> [Text shown]
※

Friday, June 27, 2008

Key to the Pandora box


The need for information is infinite and the more you get the more you want. Information is the key to making informed decisions. The more we know the better we get and the better we get the more want to know.

Internet, a powerful source of information has the potential to quench our thirst for information. However, looking for information on this vast database is a daunting task. The Introduction of Search Engines has opened the flood gates and made the already available information more accessible. But can a Search Engine understand a human query like any other human would do. Can the tell the with accuracy, if someone meant 'apple' for a fruit or computer in reference to context. Lets set upon a journey to find out if they can.

Latent Semantic Analysis (LSA),according to Wikipedia, is a techniques employed in natural language processing, for analyzing relationship between a set of documents and the terms they contain, by producing a set of concepts related to the documents and terms. In simple words, it is an umbrella term for a family of techniques used for searching and organizing large digital data collection. The motive is to find symmetry in unstructured data and use these patterns to offer more effective search and categorization. Latent Semantic Analysis (LSA) is sometimes also referred as Latent Semantic Indexing (LSI).

Until recently, keyword density ranked high on every Search Engine optimizer's agenda. Most of them agreed that the keyword density per web page, should be in the region of 2%-7%. With the advent of LSI, keyword density has lost some of its importance. The emphasis now lies on semantically related words and phrases and their co-occurrence. Terms, synonyms, buzz words, acronym etc., anything that can be used to establish the topic, context and theme of any given page will have an impact on how it is perceived by Search Engines. The relevance of theme words and phrases would indisputably play a crucial role, as more Search Engines incorporate LSI or part of the concept in their algorithms.

※

> [Recorded information]
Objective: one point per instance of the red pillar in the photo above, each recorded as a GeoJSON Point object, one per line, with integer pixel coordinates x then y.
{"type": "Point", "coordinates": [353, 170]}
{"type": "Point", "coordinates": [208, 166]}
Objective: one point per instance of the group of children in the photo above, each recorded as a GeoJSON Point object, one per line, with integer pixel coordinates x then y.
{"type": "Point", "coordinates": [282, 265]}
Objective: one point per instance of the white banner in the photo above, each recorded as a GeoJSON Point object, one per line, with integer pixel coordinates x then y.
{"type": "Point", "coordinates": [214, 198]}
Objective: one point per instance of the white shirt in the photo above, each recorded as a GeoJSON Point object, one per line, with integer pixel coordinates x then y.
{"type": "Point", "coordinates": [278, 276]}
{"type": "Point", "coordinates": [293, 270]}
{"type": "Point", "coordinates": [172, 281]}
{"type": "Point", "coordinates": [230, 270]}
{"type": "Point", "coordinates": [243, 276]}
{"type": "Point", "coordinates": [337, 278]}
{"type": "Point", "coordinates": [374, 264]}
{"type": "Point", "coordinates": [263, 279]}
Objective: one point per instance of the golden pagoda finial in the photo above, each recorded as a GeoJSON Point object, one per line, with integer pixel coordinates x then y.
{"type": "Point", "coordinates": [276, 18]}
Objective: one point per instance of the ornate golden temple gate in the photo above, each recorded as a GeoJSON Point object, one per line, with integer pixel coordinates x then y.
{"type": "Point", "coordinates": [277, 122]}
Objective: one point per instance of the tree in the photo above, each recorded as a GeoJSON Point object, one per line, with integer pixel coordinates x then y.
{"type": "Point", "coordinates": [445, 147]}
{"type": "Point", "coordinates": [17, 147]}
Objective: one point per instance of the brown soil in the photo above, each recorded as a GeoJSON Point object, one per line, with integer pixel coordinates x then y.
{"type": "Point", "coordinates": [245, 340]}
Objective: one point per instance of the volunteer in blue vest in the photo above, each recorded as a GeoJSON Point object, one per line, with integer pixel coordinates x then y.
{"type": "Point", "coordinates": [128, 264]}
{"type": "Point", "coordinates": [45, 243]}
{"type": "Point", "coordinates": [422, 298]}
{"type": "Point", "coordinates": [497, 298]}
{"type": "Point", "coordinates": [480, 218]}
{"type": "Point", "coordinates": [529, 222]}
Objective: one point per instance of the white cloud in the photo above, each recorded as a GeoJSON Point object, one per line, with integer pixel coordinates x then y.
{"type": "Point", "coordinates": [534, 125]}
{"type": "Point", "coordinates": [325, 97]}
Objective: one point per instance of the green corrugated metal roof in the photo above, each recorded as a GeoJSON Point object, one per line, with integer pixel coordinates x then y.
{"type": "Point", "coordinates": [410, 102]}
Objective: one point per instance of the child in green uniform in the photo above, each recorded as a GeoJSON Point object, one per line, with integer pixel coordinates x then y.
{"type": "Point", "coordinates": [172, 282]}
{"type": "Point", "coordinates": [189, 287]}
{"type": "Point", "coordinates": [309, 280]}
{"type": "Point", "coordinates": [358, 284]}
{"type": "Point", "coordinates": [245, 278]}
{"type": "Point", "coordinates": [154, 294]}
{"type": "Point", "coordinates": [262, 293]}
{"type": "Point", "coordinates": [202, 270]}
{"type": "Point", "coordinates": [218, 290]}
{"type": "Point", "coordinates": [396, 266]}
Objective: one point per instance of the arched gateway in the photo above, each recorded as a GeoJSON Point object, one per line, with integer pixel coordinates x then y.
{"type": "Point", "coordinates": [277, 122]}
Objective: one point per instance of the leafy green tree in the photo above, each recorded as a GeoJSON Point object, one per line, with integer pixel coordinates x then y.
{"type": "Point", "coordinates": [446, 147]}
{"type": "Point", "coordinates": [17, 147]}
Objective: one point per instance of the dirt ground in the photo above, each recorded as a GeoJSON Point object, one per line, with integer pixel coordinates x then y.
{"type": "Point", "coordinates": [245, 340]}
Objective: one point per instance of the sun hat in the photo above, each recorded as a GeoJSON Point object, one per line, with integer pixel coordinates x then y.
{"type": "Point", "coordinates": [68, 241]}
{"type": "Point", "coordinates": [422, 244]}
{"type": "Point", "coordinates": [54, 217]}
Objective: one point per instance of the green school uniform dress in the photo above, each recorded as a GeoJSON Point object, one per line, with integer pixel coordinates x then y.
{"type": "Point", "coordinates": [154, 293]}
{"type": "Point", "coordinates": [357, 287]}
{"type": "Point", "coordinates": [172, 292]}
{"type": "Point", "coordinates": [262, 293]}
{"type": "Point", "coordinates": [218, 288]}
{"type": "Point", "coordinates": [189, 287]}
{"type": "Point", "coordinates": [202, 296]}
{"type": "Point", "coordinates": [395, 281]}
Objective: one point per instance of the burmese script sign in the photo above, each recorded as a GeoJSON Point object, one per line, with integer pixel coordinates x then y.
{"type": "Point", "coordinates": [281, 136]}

※

Reproduce the stretch of the Pandora box post from "The need for" through "if they can.", substituting "formidable" for "daunting".

> [Correct answer]
The need for information is infinite and the more you get the more you want. Information is the key to making informed decisions. The more we know the better we get and the better we get the more want to know.

Internet, a powerful source of information has the potential to quench our thirst for information. However, looking for information on this vast database is a formidable task. The Introduction of Search Engines has opened the flood gates and made the already available information more accessible. But can a Search Engine understand a human query like any other human would do. Can the tell the with accuracy, if someone meant 'apple' for a fruit or computer in reference to context. Lets set upon a journey to find out if they can.